Problems and tasks:
A. Using the passage about road maintenance below, answer each question:
(i) What share of all unimproved roads in Kansas does the passage say are in private hands?
(ii) From which state did the writer emigrate to Arizona?
(iii) How much does the local fellow want to pave the quarter mile white gravel road?
B. Decide whether each statement agrees with the passage about road maintenance that follows. Answer yes or no, and quote the words of the passage that settle it.
(i) Part of the writer's driveway in Idaho was shared with a neighbor.
(ii) The question about who would maintain the roads was raised at the annual meeting on a Sunday.
(iii) The parking area cost more than the paving would have.

Passage for review:

———

A hushed voice would mutter: “Why, that would be anarchy?” To which I would respond with a delighted “Yes, Indeed!”
The malice and ill temper we experienced was amazing to those unacquainted with these disagreements. There is nothing personal in this request and it is a question that has confronted mankind since time immemorial. It is the authorship of tribes and nation-states at the macro-level and the germination of divorces in Western culture. It is the genesis of self-determination and the individualistic notion of being left the hell alone. There was even one impassioned question at the annual meeting Saturday asking who would maintain the roads if the HOA were not there. As if, in the absence of a stick or fetter, everyone would simply helplessly watch their roads fall into disrepair as they gorged themselves on cheap carbohydrates and regretfully took their eyes off the television screen momentarily to gaze wistfully at the pothole-ridden wreck in front of their homes. Walter Block addresses this with alacrity in his pioneering work on roads. Over 60% of all unimproved roads in Kansas, for instance, are in private hands and maintained by the owners. Before we emigrated to Arizona from Idaho we had a quarter miles driveway we maintained to our home in the country. And, gasp, we had a part of it we shared with a neighbor which we maintained voluntarily.
(Our quarter mile white gravel road requires very little maintenance, and I could buy a great deal of gravel for the $5,000 the local fellow wants to pave it. I had him make me a 75? long parking area instead. It cost half as much–ouch–but it is far more useful. This is a beautiful example of the difference between what governments and associations think the peasants should have and what we’re willing to pay for ourselves. Ed.)

———

Material supplied:

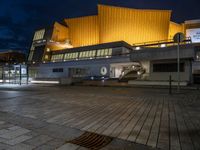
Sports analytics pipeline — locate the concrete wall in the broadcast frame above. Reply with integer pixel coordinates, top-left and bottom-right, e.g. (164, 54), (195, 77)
(149, 60), (192, 82)
(30, 56), (130, 78)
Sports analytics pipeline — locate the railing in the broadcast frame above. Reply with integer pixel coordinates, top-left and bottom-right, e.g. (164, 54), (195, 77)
(133, 37), (192, 48)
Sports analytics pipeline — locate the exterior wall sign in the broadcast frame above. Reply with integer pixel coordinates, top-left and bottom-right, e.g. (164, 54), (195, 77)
(186, 28), (200, 43)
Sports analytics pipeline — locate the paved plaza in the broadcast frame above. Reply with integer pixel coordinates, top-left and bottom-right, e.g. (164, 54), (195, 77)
(0, 85), (200, 150)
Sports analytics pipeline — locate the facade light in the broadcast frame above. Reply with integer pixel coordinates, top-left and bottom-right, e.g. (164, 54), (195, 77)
(160, 44), (166, 48)
(135, 46), (141, 50)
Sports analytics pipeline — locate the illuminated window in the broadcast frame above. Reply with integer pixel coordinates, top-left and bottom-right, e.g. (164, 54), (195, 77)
(44, 55), (49, 60)
(196, 51), (200, 61)
(51, 54), (63, 62)
(33, 29), (45, 41)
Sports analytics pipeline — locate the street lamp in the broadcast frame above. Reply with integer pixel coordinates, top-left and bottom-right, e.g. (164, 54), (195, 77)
(173, 32), (185, 93)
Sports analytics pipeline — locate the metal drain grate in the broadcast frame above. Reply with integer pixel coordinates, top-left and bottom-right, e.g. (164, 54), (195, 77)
(68, 132), (112, 150)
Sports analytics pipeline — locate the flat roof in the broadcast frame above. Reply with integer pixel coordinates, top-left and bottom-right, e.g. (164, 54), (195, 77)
(52, 41), (132, 54)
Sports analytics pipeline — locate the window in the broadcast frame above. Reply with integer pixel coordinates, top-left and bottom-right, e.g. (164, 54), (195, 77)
(97, 48), (112, 58)
(52, 68), (64, 72)
(51, 54), (63, 62)
(196, 51), (200, 61)
(64, 52), (78, 61)
(153, 63), (185, 72)
(33, 29), (45, 41)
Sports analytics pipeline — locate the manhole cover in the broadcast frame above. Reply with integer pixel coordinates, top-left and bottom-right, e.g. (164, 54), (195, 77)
(68, 132), (112, 150)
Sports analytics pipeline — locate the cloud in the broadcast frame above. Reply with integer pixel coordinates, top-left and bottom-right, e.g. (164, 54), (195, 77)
(0, 26), (15, 40)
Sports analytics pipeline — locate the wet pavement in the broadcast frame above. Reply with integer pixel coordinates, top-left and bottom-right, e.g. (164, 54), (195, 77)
(0, 85), (200, 150)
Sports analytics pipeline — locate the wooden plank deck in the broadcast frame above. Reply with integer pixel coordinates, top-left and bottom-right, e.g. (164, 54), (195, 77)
(1, 88), (200, 150)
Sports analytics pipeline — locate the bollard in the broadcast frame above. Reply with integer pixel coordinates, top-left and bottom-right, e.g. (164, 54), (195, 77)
(169, 75), (172, 95)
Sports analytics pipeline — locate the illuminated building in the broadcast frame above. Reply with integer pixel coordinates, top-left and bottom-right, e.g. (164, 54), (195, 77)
(28, 5), (200, 84)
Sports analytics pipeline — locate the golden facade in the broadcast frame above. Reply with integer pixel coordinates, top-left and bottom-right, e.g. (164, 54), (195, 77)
(98, 5), (171, 45)
(168, 21), (185, 39)
(46, 5), (188, 50)
(65, 16), (99, 47)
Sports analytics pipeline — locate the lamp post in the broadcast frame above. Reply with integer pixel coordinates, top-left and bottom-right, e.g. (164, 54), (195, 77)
(173, 32), (185, 93)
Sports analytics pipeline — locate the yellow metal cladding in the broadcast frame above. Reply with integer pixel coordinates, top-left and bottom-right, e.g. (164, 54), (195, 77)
(51, 22), (69, 42)
(98, 5), (171, 44)
(168, 22), (185, 39)
(65, 16), (99, 47)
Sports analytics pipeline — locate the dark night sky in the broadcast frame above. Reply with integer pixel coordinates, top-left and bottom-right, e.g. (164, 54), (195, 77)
(0, 0), (200, 52)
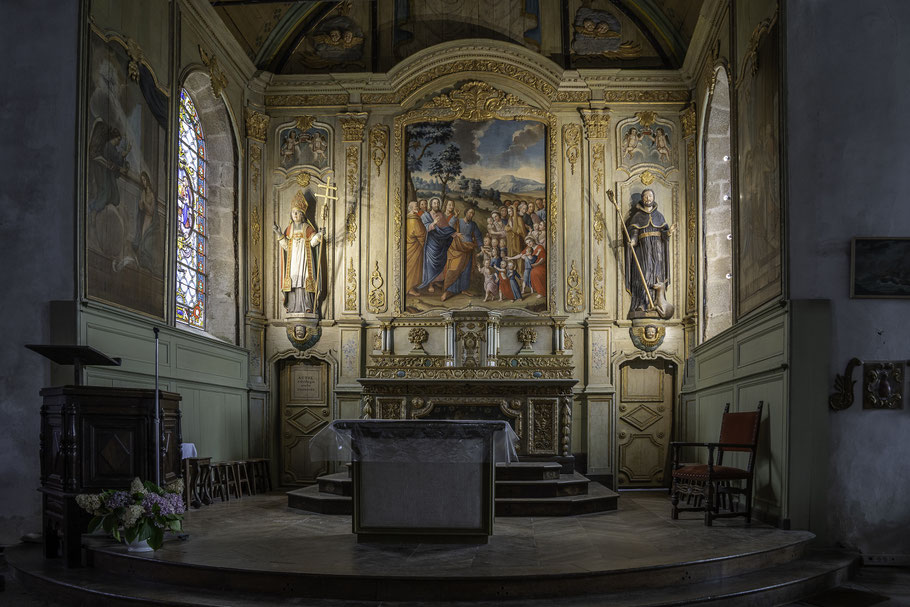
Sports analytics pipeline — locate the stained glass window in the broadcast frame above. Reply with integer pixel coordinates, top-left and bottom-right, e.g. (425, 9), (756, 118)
(177, 89), (207, 329)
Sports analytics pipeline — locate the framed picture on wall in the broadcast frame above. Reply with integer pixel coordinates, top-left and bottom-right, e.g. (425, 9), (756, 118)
(850, 237), (910, 298)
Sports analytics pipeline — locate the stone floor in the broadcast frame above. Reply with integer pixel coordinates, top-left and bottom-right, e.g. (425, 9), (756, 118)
(0, 493), (910, 607)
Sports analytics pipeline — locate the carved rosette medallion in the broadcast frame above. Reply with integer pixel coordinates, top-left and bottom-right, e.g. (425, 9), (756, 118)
(246, 108), (269, 142)
(408, 327), (430, 352)
(286, 324), (322, 351)
(338, 114), (367, 143)
(593, 255), (606, 312)
(344, 145), (360, 245)
(368, 261), (385, 314)
(294, 116), (316, 133)
(370, 124), (389, 177)
(250, 206), (262, 246)
(581, 110), (610, 139)
(344, 257), (357, 312)
(518, 327), (537, 350)
(250, 259), (262, 308)
(566, 259), (585, 312)
(250, 145), (262, 192)
(629, 325), (667, 352)
(562, 124), (581, 175)
(592, 143), (604, 194)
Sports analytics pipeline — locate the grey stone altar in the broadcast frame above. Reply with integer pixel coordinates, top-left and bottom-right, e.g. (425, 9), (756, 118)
(358, 312), (577, 474)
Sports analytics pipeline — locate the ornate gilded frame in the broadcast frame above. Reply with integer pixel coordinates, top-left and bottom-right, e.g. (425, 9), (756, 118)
(389, 80), (559, 316)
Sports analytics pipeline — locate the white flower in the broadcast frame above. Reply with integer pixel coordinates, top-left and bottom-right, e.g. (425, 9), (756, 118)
(130, 476), (148, 495)
(120, 505), (145, 529)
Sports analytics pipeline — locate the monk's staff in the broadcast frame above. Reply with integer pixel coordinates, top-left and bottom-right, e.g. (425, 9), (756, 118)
(607, 190), (654, 310)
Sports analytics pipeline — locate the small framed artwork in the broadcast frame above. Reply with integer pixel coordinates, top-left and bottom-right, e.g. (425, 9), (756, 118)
(850, 238), (910, 298)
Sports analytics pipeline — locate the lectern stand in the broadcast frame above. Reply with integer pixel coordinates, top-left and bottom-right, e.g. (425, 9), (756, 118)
(28, 346), (182, 567)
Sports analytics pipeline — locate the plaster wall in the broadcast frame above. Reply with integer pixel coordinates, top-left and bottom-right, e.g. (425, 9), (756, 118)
(0, 0), (79, 545)
(786, 0), (910, 555)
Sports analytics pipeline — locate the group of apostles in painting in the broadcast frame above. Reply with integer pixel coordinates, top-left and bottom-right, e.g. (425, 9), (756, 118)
(405, 197), (547, 301)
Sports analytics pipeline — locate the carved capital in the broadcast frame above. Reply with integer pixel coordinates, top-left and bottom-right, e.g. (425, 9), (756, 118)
(581, 110), (610, 139)
(338, 113), (367, 142)
(679, 103), (695, 137)
(246, 108), (269, 142)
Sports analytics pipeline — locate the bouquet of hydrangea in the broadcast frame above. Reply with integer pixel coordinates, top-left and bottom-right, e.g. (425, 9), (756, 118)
(76, 477), (185, 550)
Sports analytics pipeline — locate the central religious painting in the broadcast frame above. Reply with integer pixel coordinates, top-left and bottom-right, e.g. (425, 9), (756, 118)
(402, 119), (553, 313)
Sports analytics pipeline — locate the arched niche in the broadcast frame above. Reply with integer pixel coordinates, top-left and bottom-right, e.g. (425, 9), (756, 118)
(183, 71), (240, 344)
(702, 67), (733, 340)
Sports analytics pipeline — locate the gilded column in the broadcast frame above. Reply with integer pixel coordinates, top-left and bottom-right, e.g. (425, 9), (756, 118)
(339, 113), (369, 314)
(581, 109), (610, 317)
(679, 103), (698, 358)
(244, 107), (269, 384)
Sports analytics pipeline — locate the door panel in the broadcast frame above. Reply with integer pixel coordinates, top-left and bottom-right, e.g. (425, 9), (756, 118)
(617, 360), (674, 488)
(279, 361), (333, 485)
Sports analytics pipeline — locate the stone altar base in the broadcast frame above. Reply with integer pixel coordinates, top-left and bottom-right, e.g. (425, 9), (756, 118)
(287, 460), (619, 516)
(0, 493), (856, 607)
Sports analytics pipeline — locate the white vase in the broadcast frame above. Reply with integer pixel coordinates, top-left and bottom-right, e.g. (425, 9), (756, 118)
(123, 540), (154, 552)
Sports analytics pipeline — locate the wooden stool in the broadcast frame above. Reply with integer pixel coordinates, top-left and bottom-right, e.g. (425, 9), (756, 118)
(183, 457), (212, 508)
(230, 460), (253, 499)
(211, 462), (237, 502)
(247, 457), (272, 493)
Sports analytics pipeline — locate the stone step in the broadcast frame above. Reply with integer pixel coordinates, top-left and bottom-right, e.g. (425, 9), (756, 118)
(316, 472), (354, 496)
(287, 485), (354, 514)
(496, 482), (619, 516)
(496, 472), (590, 498)
(12, 545), (859, 607)
(496, 461), (562, 481)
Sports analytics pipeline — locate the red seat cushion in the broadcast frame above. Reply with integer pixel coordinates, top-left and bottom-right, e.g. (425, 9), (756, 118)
(673, 464), (749, 481)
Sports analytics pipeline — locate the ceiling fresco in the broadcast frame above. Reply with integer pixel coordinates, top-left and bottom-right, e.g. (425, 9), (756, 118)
(211, 0), (705, 74)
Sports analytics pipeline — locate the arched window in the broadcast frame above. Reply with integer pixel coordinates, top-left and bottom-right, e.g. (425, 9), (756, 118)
(702, 67), (733, 340)
(177, 89), (208, 329)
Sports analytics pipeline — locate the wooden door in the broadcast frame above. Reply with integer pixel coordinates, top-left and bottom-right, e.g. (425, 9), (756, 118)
(279, 361), (334, 485)
(617, 360), (675, 489)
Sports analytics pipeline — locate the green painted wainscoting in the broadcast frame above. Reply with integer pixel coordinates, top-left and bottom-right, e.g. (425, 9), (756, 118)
(676, 300), (831, 541)
(78, 307), (250, 460)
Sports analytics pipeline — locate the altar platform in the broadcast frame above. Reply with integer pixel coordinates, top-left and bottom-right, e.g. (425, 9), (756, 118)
(8, 492), (857, 607)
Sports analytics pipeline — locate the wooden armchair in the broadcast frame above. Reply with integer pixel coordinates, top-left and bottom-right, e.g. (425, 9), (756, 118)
(670, 401), (763, 526)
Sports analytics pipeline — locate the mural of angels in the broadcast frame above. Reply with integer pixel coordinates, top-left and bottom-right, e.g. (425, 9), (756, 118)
(619, 122), (673, 168)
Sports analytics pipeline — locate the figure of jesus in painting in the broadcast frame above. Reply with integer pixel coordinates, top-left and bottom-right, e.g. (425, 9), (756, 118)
(405, 200), (427, 295)
(477, 258), (502, 301)
(272, 190), (323, 314)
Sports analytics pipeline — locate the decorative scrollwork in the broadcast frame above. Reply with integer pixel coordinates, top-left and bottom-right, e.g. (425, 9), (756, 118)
(518, 327), (537, 350)
(344, 257), (357, 312)
(593, 143), (604, 194)
(593, 255), (606, 310)
(369, 260), (385, 314)
(566, 259), (585, 312)
(424, 80), (525, 122)
(562, 124), (581, 175)
(581, 110), (610, 139)
(246, 108), (269, 141)
(199, 46), (227, 97)
(338, 114), (367, 142)
(370, 124), (389, 176)
(408, 327), (430, 352)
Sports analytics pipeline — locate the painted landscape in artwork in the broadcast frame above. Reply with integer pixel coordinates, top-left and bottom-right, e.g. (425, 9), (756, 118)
(402, 120), (549, 313)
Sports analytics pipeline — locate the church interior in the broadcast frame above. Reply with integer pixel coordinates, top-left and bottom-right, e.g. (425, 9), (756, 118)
(0, 0), (910, 607)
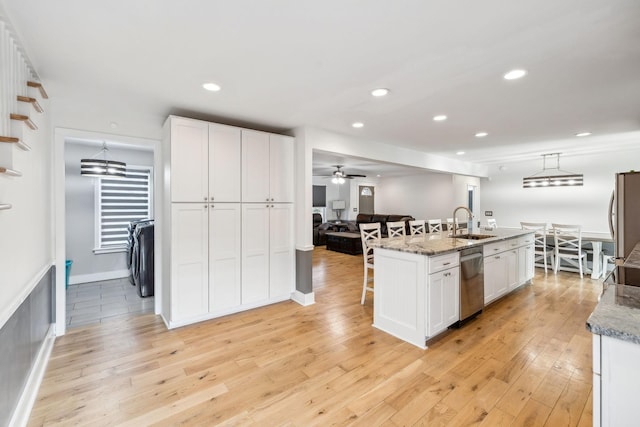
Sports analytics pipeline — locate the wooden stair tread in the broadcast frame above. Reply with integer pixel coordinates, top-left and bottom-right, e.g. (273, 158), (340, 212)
(18, 95), (44, 113)
(27, 82), (49, 99)
(0, 166), (22, 176)
(0, 136), (31, 151)
(10, 113), (38, 130)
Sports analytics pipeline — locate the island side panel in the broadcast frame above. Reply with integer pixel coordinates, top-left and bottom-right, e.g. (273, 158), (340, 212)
(373, 249), (427, 349)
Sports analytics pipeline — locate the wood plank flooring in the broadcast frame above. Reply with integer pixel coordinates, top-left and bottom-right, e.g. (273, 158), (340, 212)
(29, 248), (601, 427)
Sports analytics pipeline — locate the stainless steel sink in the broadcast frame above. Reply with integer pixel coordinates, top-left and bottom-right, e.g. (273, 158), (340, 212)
(451, 234), (496, 240)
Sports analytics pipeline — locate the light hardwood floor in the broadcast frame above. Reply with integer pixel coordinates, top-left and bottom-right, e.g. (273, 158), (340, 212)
(29, 248), (601, 427)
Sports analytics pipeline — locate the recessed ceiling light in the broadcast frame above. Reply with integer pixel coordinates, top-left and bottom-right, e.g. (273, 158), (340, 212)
(202, 83), (222, 92)
(504, 69), (527, 80)
(371, 87), (389, 97)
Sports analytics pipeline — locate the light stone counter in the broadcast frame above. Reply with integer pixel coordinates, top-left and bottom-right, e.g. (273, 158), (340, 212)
(368, 228), (533, 256)
(587, 243), (640, 344)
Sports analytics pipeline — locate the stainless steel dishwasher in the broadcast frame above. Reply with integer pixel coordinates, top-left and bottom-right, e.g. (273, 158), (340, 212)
(460, 246), (484, 322)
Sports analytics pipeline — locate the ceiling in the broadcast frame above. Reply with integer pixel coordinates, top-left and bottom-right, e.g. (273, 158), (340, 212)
(0, 0), (640, 173)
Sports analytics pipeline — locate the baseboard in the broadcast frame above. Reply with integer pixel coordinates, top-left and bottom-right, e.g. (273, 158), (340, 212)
(69, 267), (129, 285)
(9, 324), (56, 427)
(291, 291), (316, 307)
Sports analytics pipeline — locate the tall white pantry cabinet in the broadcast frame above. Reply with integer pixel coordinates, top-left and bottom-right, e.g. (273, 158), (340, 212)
(162, 116), (295, 328)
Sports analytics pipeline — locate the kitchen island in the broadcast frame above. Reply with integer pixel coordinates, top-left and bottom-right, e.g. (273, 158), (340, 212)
(587, 243), (640, 426)
(370, 229), (534, 349)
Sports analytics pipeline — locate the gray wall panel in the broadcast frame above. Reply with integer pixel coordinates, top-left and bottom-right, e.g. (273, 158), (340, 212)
(0, 268), (55, 426)
(296, 249), (313, 294)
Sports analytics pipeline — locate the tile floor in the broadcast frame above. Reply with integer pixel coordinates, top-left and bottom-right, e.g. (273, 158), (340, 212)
(67, 278), (154, 328)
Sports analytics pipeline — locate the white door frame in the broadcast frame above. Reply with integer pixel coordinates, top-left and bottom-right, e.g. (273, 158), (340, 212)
(52, 128), (163, 336)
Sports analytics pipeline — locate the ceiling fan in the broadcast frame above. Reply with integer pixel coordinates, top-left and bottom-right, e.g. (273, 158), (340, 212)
(320, 165), (367, 184)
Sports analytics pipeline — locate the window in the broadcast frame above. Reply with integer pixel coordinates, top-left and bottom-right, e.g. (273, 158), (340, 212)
(94, 165), (153, 253)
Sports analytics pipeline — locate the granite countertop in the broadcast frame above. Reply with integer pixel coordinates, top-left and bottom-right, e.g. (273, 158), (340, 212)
(624, 242), (640, 268)
(368, 228), (533, 255)
(587, 243), (640, 344)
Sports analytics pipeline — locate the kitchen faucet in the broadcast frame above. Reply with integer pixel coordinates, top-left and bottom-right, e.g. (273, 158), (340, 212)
(451, 206), (473, 237)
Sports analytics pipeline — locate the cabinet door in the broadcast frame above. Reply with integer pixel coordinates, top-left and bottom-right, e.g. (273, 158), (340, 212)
(209, 124), (242, 202)
(443, 267), (460, 327)
(171, 203), (209, 322)
(242, 129), (271, 202)
(427, 270), (448, 337)
(508, 249), (522, 296)
(269, 203), (295, 299)
(209, 203), (242, 313)
(242, 203), (269, 304)
(427, 267), (460, 337)
(524, 244), (535, 282)
(269, 134), (294, 203)
(484, 253), (507, 305)
(171, 118), (209, 202)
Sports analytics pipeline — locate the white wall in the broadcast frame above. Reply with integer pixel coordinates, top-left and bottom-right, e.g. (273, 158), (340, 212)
(376, 172), (454, 220)
(0, 105), (52, 327)
(64, 142), (153, 283)
(481, 149), (640, 232)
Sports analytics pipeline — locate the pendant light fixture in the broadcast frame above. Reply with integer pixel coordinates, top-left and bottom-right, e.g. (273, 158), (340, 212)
(522, 153), (583, 188)
(80, 142), (127, 178)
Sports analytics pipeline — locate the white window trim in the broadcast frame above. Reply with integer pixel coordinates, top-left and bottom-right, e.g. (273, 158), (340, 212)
(93, 165), (154, 254)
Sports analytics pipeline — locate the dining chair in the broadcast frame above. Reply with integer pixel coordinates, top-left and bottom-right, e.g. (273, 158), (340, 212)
(520, 222), (555, 273)
(427, 219), (442, 233)
(551, 224), (587, 279)
(387, 221), (406, 237)
(360, 222), (381, 304)
(409, 219), (427, 236)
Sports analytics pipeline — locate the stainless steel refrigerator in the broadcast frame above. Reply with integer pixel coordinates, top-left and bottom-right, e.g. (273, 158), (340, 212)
(609, 172), (640, 265)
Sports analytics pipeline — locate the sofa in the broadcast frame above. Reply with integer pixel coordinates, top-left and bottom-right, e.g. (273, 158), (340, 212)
(353, 214), (415, 236)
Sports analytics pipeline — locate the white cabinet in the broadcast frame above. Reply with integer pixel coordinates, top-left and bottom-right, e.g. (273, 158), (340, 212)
(242, 130), (293, 203)
(171, 203), (209, 321)
(516, 244), (534, 287)
(169, 117), (209, 202)
(209, 203), (242, 313)
(427, 266), (460, 337)
(209, 123), (242, 203)
(164, 116), (295, 328)
(484, 252), (509, 305)
(593, 335), (640, 427)
(484, 234), (534, 305)
(170, 117), (241, 202)
(242, 203), (295, 304)
(504, 249), (521, 291)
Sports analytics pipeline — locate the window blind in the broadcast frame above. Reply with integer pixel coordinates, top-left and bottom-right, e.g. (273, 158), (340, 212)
(96, 165), (153, 250)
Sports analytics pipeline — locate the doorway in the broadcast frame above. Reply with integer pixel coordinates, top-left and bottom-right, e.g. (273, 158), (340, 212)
(358, 185), (376, 215)
(53, 128), (162, 336)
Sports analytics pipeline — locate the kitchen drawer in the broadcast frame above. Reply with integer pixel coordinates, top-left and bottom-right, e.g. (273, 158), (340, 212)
(482, 240), (511, 258)
(429, 252), (460, 274)
(518, 233), (536, 246)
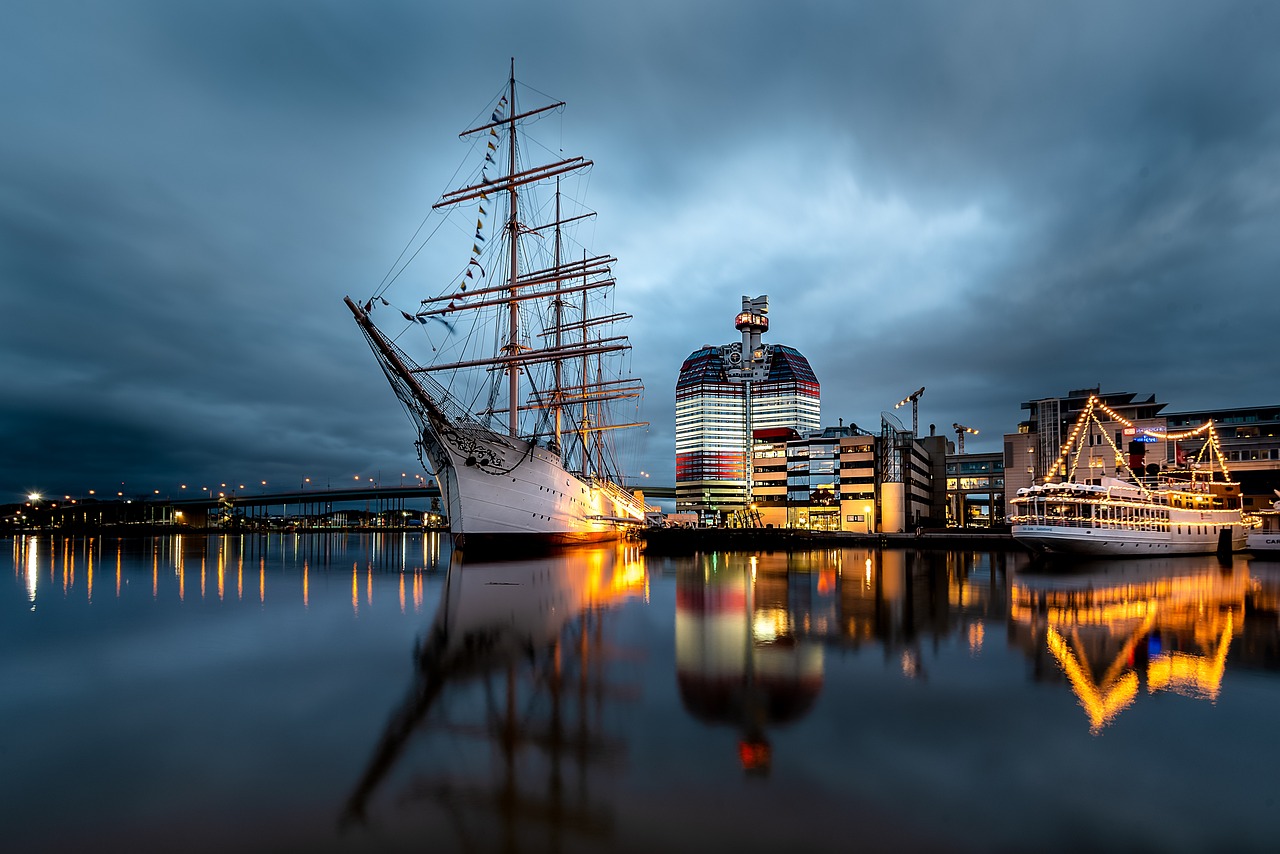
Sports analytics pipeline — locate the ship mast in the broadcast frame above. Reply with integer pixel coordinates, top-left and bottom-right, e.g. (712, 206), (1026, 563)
(552, 178), (563, 450)
(507, 56), (520, 435)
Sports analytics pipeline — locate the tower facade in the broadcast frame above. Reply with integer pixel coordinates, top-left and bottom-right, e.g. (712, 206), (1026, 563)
(676, 297), (822, 524)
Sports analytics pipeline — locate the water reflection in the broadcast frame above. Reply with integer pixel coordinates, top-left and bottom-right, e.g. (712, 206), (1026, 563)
(12, 533), (449, 616)
(342, 547), (646, 849)
(1010, 557), (1254, 734)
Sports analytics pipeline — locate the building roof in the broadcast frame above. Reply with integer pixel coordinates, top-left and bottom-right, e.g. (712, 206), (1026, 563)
(676, 344), (819, 393)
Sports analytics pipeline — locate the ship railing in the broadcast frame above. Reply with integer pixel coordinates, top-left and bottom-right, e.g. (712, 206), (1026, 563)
(591, 478), (636, 504)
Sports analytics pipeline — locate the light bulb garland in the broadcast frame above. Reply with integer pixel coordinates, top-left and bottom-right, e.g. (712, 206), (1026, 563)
(1046, 394), (1231, 486)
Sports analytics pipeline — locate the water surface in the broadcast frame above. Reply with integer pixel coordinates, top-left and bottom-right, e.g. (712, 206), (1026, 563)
(0, 534), (1280, 851)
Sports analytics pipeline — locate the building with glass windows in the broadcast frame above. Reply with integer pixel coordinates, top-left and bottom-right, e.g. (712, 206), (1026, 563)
(748, 424), (946, 534)
(998, 388), (1280, 512)
(676, 297), (822, 525)
(947, 451), (1005, 528)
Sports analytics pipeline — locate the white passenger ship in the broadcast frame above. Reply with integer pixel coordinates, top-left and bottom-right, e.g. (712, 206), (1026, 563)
(1010, 397), (1248, 557)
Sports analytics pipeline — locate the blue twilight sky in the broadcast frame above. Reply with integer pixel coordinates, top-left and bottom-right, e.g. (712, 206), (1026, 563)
(0, 0), (1280, 503)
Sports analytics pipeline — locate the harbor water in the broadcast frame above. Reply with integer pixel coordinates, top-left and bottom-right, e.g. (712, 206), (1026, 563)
(0, 533), (1280, 851)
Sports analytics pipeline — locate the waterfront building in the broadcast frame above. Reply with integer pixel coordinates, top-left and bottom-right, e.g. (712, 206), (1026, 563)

———

Exercise responses:
A.
(i) Over 60%
(ii) Idaho
(iii) $5,000

B.
(i) Yes: "we had a part of it we shared with a neighbor which we maintained voluntarily."
(ii) No: "There was even one impassioned question at the annual meeting Saturday"
(iii) No: "It cost half as much–ouch–but it is far more useful."